Updated: Sep 7, 2024

'Dicere quae puduit, scribere iussit amor'

What modesty forbade me to say, love has commanded me to write...


Ovid's Heroides is, among many other things, an unprecedented gem of ancient literature. Rather than the epic tales of (male) heroes and their wars, this series of poetic letters devotes its entire attention to the correspondences and internal, private deliberations of mythology's heroines: their loves, complaints, and laments.


Throughout the course of twenty-one love letters, ranging from patient Penelope to unfortunate Dido, from the sorceress Medea to the lesser-known Laodamia, from the (actually historical) Lesbian poetess, Sappho, to the proto-Romeo & Juliet duo: Hero and Leander, the reader gets to enjoy the Other side of the narrative: the women at home either worrying for their partners or, as is just deserts, judiciously berating them for their tardiness and mistreatment.

+---+

Exercise description
According to the passage on Ovid's Heroides, how many love letters make up the work? Rely only on the passage on Ovid's Heroides.

+---+

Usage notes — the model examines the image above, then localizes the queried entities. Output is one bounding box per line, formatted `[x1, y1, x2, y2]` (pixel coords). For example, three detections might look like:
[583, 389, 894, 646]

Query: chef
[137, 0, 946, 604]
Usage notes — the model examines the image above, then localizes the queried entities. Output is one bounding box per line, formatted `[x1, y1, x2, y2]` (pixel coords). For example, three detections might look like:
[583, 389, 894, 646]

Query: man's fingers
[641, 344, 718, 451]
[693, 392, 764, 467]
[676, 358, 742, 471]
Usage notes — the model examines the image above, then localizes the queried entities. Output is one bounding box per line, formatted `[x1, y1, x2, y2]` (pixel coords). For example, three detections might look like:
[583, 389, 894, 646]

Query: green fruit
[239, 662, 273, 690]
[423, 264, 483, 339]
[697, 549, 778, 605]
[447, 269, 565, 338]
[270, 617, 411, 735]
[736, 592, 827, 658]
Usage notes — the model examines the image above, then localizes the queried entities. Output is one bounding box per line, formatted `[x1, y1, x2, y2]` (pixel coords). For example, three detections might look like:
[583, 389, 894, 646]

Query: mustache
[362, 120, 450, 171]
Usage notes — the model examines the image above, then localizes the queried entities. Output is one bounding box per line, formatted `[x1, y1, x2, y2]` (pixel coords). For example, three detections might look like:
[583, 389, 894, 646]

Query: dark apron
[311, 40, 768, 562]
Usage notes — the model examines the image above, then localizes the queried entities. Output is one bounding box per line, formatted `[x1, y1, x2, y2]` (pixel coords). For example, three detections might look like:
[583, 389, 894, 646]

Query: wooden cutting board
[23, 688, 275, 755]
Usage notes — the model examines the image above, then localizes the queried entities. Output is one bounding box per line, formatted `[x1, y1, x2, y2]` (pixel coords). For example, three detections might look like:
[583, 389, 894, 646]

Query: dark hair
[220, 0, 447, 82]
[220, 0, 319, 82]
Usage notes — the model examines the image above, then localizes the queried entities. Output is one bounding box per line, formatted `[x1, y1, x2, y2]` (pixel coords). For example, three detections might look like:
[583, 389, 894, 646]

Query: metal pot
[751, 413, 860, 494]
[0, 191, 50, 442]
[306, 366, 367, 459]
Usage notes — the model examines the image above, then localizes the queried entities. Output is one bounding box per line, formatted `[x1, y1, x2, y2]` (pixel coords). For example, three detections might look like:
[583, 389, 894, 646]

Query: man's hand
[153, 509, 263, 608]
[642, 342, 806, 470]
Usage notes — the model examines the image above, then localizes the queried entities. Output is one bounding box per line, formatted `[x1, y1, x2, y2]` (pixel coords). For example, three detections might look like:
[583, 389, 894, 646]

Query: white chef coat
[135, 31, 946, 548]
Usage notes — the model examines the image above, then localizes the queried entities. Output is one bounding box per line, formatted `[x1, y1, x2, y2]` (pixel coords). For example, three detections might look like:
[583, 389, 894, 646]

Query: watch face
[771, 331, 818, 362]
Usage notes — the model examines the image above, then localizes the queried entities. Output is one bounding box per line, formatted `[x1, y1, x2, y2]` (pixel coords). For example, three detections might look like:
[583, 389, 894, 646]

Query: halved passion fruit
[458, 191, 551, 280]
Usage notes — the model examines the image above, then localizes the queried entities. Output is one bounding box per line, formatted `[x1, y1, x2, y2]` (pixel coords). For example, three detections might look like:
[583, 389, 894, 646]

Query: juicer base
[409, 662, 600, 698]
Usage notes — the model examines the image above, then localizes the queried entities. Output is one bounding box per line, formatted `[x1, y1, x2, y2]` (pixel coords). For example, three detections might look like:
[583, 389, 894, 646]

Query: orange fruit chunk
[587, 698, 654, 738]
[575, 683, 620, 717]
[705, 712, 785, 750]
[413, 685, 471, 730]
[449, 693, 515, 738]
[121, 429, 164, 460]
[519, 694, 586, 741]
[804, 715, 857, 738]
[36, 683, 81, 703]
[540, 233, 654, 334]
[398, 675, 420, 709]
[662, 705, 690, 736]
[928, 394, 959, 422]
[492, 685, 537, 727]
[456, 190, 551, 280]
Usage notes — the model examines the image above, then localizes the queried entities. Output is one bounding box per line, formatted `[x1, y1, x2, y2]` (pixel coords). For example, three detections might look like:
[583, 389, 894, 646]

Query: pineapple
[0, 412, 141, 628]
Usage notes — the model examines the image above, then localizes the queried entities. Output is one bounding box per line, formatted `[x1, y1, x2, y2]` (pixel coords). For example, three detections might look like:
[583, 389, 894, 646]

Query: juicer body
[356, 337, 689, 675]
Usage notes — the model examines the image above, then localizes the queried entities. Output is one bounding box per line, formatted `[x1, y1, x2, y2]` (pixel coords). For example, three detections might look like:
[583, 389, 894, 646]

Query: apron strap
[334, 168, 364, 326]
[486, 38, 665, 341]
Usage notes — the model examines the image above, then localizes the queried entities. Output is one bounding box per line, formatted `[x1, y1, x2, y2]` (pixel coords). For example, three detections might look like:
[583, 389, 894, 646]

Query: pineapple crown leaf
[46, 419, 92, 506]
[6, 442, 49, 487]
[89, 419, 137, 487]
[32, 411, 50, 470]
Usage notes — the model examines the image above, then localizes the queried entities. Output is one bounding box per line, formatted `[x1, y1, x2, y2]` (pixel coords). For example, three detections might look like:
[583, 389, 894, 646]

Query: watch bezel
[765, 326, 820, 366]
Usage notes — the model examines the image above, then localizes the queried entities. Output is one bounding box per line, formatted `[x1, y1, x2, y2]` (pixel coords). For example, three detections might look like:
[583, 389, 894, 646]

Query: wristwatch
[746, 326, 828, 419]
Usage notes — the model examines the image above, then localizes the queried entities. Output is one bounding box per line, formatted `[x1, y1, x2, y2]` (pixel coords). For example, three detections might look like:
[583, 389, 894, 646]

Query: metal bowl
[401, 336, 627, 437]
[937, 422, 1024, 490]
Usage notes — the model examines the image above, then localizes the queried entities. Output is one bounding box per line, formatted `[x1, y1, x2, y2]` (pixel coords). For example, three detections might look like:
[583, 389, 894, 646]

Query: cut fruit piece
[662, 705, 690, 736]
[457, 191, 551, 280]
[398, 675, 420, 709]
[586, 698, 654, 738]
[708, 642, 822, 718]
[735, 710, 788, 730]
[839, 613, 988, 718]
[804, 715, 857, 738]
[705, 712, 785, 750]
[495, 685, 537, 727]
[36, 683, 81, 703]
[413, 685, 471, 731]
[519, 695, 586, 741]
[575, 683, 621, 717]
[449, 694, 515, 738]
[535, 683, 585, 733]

+---+

The answer
Twenty-one.